» **Problem requirements**
Each record below should be repeated precisely as written.

» **Task material**
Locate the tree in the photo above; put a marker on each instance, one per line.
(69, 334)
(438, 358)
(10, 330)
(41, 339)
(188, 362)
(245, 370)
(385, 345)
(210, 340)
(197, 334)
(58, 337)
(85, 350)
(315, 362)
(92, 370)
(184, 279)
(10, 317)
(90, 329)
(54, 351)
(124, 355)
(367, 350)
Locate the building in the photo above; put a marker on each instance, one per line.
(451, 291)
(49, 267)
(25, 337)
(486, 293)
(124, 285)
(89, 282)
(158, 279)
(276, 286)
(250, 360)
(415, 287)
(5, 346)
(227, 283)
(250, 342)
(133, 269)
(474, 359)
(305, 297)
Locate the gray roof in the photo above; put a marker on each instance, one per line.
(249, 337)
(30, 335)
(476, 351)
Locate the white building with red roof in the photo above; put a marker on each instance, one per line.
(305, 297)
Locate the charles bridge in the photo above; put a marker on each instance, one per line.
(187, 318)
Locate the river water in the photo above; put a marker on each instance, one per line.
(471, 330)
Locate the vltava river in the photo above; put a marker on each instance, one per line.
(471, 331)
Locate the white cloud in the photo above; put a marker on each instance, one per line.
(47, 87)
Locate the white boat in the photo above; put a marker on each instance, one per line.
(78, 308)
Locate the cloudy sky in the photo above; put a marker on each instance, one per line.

» **Result for this exercise**
Locate the tree in the photo above; put a marker on each instance, one per line.
(69, 334)
(438, 358)
(10, 330)
(41, 339)
(188, 362)
(245, 370)
(385, 345)
(210, 340)
(197, 334)
(58, 337)
(85, 350)
(315, 362)
(92, 370)
(184, 279)
(10, 317)
(90, 329)
(54, 351)
(124, 355)
(367, 350)
Locate the building in the photo above; put a marker on each instance, one per line.
(451, 291)
(49, 267)
(25, 337)
(486, 293)
(124, 285)
(89, 282)
(158, 279)
(276, 286)
(250, 360)
(415, 287)
(5, 346)
(227, 283)
(250, 342)
(133, 269)
(474, 359)
(305, 297)
Locate the gray roof in the photo above; put a marker on each instance, one per line.
(249, 337)
(30, 335)
(476, 351)
Locate the white building with red roof in the photo above; put a marker on each instance, one per line.
(305, 297)
Locate the charles bridge in the photo above; put a marker on each instance, one per line.
(187, 318)
Locate the river water in the photo above; put a marker on each instance, one per line.
(471, 330)
Locate the vltava river in the photo above; put a marker on each instance, one per line.
(471, 331)
Locate the white cloud in the photo above; put a marker on each instance, one per line.
(47, 87)
Locate the white boat in the photo above; put a marker on each instance, one per line.
(78, 308)
Locate the cloudy sky in the photo above; put a marker on each instance, one per line.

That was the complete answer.